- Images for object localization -
==============================
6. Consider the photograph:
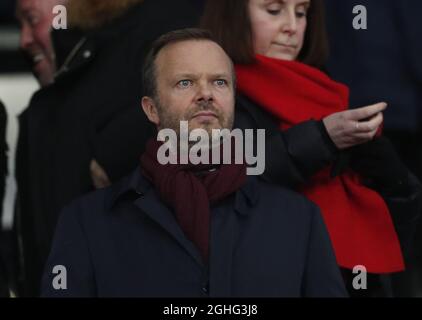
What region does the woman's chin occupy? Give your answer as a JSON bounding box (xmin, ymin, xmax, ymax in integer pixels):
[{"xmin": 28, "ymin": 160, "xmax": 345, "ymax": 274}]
[{"xmin": 265, "ymin": 51, "xmax": 297, "ymax": 62}]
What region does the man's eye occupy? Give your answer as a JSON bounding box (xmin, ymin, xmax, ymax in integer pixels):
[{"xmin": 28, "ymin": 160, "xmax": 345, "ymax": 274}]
[
  {"xmin": 177, "ymin": 80, "xmax": 192, "ymax": 88},
  {"xmin": 215, "ymin": 79, "xmax": 227, "ymax": 87},
  {"xmin": 27, "ymin": 14, "xmax": 39, "ymax": 26}
]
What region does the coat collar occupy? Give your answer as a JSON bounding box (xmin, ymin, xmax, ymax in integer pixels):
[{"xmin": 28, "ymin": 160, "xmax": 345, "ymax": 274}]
[
  {"xmin": 53, "ymin": 1, "xmax": 147, "ymax": 81},
  {"xmin": 108, "ymin": 168, "xmax": 260, "ymax": 216},
  {"xmin": 108, "ymin": 168, "xmax": 259, "ymax": 267}
]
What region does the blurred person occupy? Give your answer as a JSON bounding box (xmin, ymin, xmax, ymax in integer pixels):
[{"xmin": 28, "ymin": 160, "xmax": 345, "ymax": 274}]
[
  {"xmin": 0, "ymin": 101, "xmax": 7, "ymax": 238},
  {"xmin": 0, "ymin": 100, "xmax": 8, "ymax": 297},
  {"xmin": 12, "ymin": 0, "xmax": 68, "ymax": 298},
  {"xmin": 41, "ymin": 29, "xmax": 347, "ymax": 297},
  {"xmin": 324, "ymin": 0, "xmax": 422, "ymax": 297},
  {"xmin": 15, "ymin": 0, "xmax": 201, "ymax": 296},
  {"xmin": 16, "ymin": 0, "xmax": 67, "ymax": 87},
  {"xmin": 201, "ymin": 0, "xmax": 422, "ymax": 296}
]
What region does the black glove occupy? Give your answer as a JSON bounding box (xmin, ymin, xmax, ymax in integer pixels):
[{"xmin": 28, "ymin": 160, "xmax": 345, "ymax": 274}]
[{"xmin": 349, "ymin": 137, "xmax": 410, "ymax": 196}]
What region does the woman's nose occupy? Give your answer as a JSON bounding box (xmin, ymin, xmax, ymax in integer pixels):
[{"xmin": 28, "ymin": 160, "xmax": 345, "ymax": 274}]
[{"xmin": 281, "ymin": 11, "xmax": 298, "ymax": 35}]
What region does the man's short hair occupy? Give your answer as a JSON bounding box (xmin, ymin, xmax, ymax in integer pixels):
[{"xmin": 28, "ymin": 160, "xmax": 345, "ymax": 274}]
[{"xmin": 142, "ymin": 28, "xmax": 236, "ymax": 99}]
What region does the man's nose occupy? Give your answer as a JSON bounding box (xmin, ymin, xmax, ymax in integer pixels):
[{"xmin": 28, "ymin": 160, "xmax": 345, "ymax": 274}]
[
  {"xmin": 20, "ymin": 24, "xmax": 34, "ymax": 51},
  {"xmin": 196, "ymin": 82, "xmax": 214, "ymax": 103}
]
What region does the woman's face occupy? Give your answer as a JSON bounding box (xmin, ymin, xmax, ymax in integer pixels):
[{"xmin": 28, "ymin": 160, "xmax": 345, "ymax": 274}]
[{"xmin": 248, "ymin": 0, "xmax": 310, "ymax": 61}]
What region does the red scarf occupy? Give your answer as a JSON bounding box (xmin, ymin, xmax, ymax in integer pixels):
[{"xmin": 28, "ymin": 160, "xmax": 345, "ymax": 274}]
[
  {"xmin": 140, "ymin": 138, "xmax": 247, "ymax": 263},
  {"xmin": 235, "ymin": 54, "xmax": 404, "ymax": 273}
]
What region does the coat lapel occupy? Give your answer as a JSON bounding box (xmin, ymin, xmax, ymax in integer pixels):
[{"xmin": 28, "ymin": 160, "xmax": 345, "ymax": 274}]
[
  {"xmin": 109, "ymin": 169, "xmax": 204, "ymax": 268},
  {"xmin": 109, "ymin": 170, "xmax": 260, "ymax": 272},
  {"xmin": 134, "ymin": 185, "xmax": 205, "ymax": 269}
]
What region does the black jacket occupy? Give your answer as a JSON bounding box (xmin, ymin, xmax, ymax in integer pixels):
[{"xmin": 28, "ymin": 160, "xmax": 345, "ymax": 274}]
[
  {"xmin": 0, "ymin": 100, "xmax": 8, "ymax": 297},
  {"xmin": 15, "ymin": 0, "xmax": 201, "ymax": 296},
  {"xmin": 0, "ymin": 101, "xmax": 7, "ymax": 218},
  {"xmin": 41, "ymin": 169, "xmax": 347, "ymax": 297},
  {"xmin": 235, "ymin": 94, "xmax": 338, "ymax": 187},
  {"xmin": 234, "ymin": 94, "xmax": 422, "ymax": 260}
]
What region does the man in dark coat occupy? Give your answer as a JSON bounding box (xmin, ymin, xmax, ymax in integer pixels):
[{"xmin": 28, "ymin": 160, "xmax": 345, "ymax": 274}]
[
  {"xmin": 0, "ymin": 100, "xmax": 8, "ymax": 297},
  {"xmin": 15, "ymin": 0, "xmax": 202, "ymax": 296},
  {"xmin": 41, "ymin": 29, "xmax": 347, "ymax": 297}
]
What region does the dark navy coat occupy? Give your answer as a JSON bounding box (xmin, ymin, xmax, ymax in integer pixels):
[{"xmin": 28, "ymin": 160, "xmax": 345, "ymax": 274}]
[{"xmin": 41, "ymin": 169, "xmax": 347, "ymax": 297}]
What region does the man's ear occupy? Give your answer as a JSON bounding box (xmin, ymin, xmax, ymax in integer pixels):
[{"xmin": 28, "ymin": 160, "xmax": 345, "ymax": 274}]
[{"xmin": 141, "ymin": 96, "xmax": 160, "ymax": 126}]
==============================
- Problem details -
Among the records above, only the lines between the line holding "What region does the woman's nose" and the line holding "What region does the black jacket", inclusive, are to be output, exactly as written.

- Exercise answer -
What region does the woman's nose occupy? Give your answer as a JSON bounding box (xmin, ymin, xmax, ymax in integer pixels):
[{"xmin": 28, "ymin": 160, "xmax": 345, "ymax": 274}]
[{"xmin": 281, "ymin": 11, "xmax": 298, "ymax": 35}]
What region does the man's short hair occupy? Give your answer as a JSON bounding box (xmin, ymin, xmax, ymax in integer pixels):
[{"xmin": 28, "ymin": 160, "xmax": 345, "ymax": 274}]
[{"xmin": 142, "ymin": 28, "xmax": 236, "ymax": 99}]
What region does the man's nose occupy? Give your answer as a JSON bounding box (xmin, ymin, xmax, ymax in integer pixels):
[{"xmin": 28, "ymin": 160, "xmax": 345, "ymax": 274}]
[
  {"xmin": 20, "ymin": 24, "xmax": 34, "ymax": 51},
  {"xmin": 196, "ymin": 82, "xmax": 214, "ymax": 103}
]
What region does the woman's face occupy? Give your answer as a JSON bounding box (xmin, ymin, xmax, ymax in integer pixels):
[{"xmin": 28, "ymin": 160, "xmax": 345, "ymax": 274}]
[{"xmin": 248, "ymin": 0, "xmax": 310, "ymax": 61}]
What region does the red scarf occupy? Give your answer as a JSON bounding box (xmin, ymin, xmax, ymax in integer pixels):
[{"xmin": 28, "ymin": 160, "xmax": 345, "ymax": 274}]
[
  {"xmin": 140, "ymin": 138, "xmax": 247, "ymax": 263},
  {"xmin": 235, "ymin": 54, "xmax": 404, "ymax": 273}
]
What region does the coat lapel occupy? Give your answer as a JSON bounding box (xmin, ymin, xmax, ymax in integer pixels):
[{"xmin": 28, "ymin": 160, "xmax": 345, "ymax": 274}]
[
  {"xmin": 109, "ymin": 169, "xmax": 204, "ymax": 268},
  {"xmin": 109, "ymin": 170, "xmax": 260, "ymax": 272},
  {"xmin": 134, "ymin": 185, "xmax": 205, "ymax": 269}
]
What region does the black jacket occupy? Give your answer as a JSON bounding box (xmin, ymin, xmax, ymax in integer pixels):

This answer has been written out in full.